■ WHAT NEEDS TO BE DONE
Copy out, word for word and in full, the note below on tracing where a script or character was first proposed.

To add to what Ken just posted (appended to this message):

If you want to see the proposal where a particular script or character was put 
forward, you can go to the draft repertoire document, and often find the 
proposal document numbers there.

For example, in the "Draft additional repertoire for ISO/IEC 10646:2014 (4th 
edition) (WG2 N4459)" (http://www.unicode.org/L2/L2013/13151-n4459.pdf), the 
new scripts are listed on pages 1 and 2 with the WG2 document number where they 
were proposed.  ("Hatran", for instance, was proposed in WG2 N4324).

Once you have the WG2 number, you can go to the WG2 register and find it 
(http://std.dkuug.dk/jtc1/sc2/wg2/), or use a search engine to find the 
document. (Many WG2 documents are found in the Unicode  document register, 
though you may need to search via the name of the script/characters, as not all 
entries in the Unicode document register contain the WG2 numbers in the title.)

The proposal document numbers also appear in the margin (in tiny print) of the 
draft repertoire doc,  beside a given character/set of characters.

■ DATA SECTION
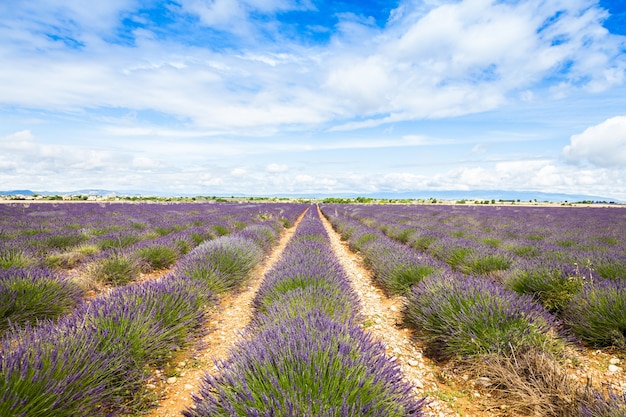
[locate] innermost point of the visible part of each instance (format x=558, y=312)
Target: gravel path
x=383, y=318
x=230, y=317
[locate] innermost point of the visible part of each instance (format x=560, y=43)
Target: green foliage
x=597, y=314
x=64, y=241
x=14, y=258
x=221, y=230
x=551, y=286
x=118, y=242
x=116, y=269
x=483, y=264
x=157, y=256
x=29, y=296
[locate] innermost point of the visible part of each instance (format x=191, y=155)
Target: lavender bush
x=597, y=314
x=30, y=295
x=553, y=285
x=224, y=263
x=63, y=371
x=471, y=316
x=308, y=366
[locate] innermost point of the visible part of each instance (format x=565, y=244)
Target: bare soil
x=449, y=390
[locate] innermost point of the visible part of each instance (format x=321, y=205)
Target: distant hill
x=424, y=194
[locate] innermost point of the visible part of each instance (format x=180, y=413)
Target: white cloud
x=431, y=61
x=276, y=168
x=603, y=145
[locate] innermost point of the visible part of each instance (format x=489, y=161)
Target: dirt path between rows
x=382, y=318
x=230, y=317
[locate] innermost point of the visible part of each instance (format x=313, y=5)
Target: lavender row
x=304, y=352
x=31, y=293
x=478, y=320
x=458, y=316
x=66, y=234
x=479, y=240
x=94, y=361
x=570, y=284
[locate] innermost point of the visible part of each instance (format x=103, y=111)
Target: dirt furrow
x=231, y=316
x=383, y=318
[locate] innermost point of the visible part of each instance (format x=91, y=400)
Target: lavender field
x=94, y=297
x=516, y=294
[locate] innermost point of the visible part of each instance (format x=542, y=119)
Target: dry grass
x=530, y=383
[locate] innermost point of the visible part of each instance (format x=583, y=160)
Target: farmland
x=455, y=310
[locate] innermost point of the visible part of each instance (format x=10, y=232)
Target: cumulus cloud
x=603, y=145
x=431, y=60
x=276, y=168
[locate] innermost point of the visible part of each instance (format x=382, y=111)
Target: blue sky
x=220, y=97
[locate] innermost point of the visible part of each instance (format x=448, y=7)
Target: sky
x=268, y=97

* * *

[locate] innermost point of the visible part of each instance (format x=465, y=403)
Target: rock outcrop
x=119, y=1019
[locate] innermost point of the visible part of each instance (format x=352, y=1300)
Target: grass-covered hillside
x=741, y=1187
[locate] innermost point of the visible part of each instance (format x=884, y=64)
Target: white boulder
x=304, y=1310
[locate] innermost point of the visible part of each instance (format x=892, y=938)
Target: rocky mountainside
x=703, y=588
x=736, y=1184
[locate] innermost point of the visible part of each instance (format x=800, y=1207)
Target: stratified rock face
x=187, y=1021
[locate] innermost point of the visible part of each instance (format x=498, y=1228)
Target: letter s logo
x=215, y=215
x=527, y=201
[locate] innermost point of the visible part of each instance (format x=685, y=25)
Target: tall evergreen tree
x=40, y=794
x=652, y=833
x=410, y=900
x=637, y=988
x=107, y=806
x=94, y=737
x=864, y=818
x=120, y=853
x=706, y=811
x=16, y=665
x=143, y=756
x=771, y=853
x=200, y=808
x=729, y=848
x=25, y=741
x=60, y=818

■ SOLUTION TO THIS PROBLEM
To add to what Ken just posted (appended to this message):

If you want to see the proposal where a particular script or character was put 
forward, you can go to the draft repertoire document, and often find the 
proposal document numbers there.

For example, in the "Draft additional repertoire for ISO/IEC 10646:2014 (4th 
edition) (WG2 N4459)" (http://www.unicode.org/L2/L2013/13151-n4459.pdf), the 
new scripts are listed on pages 1 and 2 with the WG2 document number where they 
were proposed.  ("Hatran", for instance, was proposed in WG2 N4324).

Once you have the WG2 number, you can go to the WG2 register and find it 
(http://std.dkuug.dk/jtc1/sc2/wg2/), or use a search engine to find the 
document. (Many WG2 documents are found in the Unicode  document register, 
though you may need to search via the name of the script/characters, as not all 
entries in the Unicode document register contain the WG2 numbers in the title.)

The proposal document numbers also appear in the margin (in tiny print) of the 
draft repertoire doc,  beside a given character/set of characters.